SOURCE MATERIAL:
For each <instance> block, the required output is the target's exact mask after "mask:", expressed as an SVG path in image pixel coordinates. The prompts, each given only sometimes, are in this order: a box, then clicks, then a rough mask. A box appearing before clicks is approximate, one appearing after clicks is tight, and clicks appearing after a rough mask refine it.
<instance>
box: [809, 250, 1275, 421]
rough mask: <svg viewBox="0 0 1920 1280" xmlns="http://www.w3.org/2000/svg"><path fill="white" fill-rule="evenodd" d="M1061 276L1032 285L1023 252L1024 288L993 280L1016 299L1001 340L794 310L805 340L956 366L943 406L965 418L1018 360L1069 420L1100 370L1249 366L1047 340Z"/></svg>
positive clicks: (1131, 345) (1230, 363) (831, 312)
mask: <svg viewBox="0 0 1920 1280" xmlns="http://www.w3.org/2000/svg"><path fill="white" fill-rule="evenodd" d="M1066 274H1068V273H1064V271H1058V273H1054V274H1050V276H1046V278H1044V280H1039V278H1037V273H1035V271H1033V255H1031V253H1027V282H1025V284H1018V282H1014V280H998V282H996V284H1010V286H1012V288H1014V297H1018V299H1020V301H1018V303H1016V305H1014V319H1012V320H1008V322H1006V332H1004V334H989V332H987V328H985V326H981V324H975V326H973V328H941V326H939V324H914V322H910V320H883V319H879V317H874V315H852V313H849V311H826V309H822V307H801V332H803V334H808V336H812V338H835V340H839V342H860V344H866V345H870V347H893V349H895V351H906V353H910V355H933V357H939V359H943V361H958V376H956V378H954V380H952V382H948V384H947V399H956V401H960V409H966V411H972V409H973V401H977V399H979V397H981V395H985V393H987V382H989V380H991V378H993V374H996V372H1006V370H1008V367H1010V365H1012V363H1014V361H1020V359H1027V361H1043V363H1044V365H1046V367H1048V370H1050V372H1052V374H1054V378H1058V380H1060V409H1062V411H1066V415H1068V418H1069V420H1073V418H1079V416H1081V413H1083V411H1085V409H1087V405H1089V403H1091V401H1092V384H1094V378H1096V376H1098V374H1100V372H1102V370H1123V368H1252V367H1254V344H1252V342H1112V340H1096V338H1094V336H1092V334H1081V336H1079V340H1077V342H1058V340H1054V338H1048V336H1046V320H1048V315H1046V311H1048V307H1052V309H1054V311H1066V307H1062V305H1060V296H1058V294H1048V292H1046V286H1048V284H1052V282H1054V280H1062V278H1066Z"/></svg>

WHAT THE EXERCISE ASKS:
Please return all lines in the material above that include the word "instance".

OUTPUT OF THE TASK:
For each <instance> block, the required output is the target's exact mask after "mask:", expressed as an SVG path in image pixel coordinates. The prompts, each given only sometimes, are in this order: a box, then clicks, then a rough mask. A box appearing before clicks is approximate, one appearing after clicks is tight, and clicks appearing after a rough mask refine it.
<instance>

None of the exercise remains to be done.